## Instruction
Begin at the line that contains "The component shall return one point per instance of the tree" and continue through the final line below. Copy each of those lines unchanged, except offset every number in the coordinate answers by -148.

** START Given records **

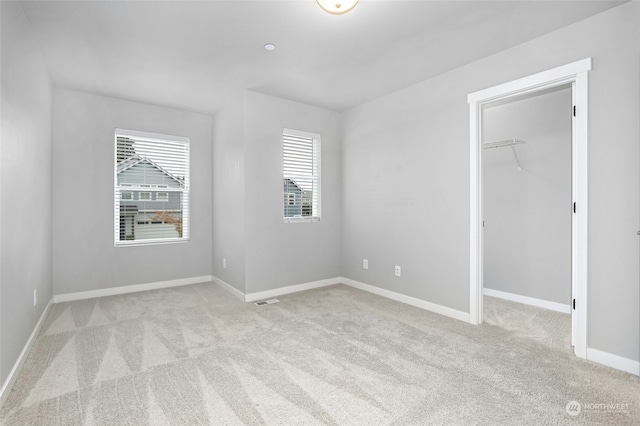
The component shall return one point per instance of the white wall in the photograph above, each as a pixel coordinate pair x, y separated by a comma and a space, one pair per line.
84, 256
25, 165
527, 214
406, 176
278, 253
229, 194
263, 252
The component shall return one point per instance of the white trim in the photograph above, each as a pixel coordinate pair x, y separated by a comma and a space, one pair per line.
68, 297
614, 361
532, 83
17, 367
545, 304
398, 297
228, 287
148, 136
268, 294
575, 73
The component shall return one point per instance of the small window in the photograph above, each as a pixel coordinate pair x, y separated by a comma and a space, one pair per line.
144, 162
301, 176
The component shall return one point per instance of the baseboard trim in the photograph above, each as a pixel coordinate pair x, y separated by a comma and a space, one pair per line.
68, 297
398, 297
614, 361
252, 297
545, 304
17, 367
228, 287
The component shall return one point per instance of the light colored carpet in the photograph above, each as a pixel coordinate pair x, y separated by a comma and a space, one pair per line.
549, 328
336, 355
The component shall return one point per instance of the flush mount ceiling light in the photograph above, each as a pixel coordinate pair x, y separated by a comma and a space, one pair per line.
337, 7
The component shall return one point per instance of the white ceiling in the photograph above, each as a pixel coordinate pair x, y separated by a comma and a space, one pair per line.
195, 55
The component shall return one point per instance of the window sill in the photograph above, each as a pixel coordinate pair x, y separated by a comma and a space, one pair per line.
301, 219
150, 242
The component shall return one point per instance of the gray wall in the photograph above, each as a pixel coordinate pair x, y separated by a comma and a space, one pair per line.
229, 194
406, 176
263, 252
84, 256
527, 214
277, 253
25, 242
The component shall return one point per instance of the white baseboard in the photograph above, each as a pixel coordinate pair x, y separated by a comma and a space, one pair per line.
252, 297
228, 287
614, 361
68, 297
545, 304
419, 303
15, 371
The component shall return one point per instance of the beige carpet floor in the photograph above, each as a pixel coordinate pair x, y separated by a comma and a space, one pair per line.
549, 328
336, 355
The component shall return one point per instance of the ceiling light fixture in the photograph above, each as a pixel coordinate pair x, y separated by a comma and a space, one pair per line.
337, 7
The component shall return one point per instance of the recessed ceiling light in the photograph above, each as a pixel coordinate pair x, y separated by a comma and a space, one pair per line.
337, 7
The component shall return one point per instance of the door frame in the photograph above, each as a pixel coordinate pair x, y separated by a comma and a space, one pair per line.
576, 74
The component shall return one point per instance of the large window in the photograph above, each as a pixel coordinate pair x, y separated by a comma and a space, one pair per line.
301, 176
151, 179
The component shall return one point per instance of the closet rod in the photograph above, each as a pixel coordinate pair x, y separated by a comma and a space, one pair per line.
507, 142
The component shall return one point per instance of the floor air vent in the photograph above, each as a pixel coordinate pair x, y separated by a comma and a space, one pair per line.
267, 302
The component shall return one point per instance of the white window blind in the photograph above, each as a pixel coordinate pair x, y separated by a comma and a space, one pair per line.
151, 180
301, 176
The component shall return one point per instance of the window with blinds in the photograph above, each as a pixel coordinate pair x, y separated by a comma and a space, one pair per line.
151, 181
301, 176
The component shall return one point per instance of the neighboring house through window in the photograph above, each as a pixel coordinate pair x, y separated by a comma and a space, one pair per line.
151, 188
301, 176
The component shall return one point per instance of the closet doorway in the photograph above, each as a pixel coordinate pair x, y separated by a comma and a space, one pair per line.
574, 78
526, 218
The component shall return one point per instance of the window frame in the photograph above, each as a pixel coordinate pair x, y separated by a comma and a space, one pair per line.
316, 196
185, 205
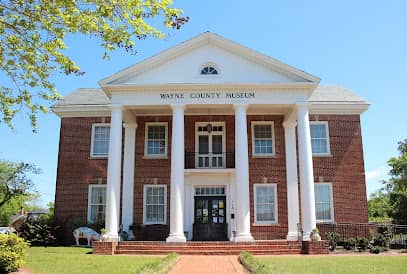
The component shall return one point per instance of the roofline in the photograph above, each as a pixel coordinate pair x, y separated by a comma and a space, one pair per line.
192, 87
198, 41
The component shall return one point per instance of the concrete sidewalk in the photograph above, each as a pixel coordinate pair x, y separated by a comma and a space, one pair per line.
201, 264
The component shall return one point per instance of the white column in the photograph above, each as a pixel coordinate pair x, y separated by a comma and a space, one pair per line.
177, 176
242, 176
128, 176
306, 171
292, 181
114, 174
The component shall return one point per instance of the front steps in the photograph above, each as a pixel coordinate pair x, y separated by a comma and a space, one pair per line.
272, 247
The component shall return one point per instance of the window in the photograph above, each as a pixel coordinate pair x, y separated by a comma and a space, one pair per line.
96, 203
156, 139
320, 138
155, 204
323, 202
263, 138
100, 140
209, 70
265, 203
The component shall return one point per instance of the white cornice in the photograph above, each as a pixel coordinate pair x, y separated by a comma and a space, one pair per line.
209, 87
81, 111
207, 38
338, 108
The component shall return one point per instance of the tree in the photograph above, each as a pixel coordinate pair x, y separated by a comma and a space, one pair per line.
32, 34
379, 207
396, 186
15, 180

** END Given records **

## Finished task
The component shall return one point per instance of the tree in the photograph above, each as a pixel coordinate pair x, y separated by a comma and a space, one pair per line.
-116, -114
231, 59
248, 38
-133, 32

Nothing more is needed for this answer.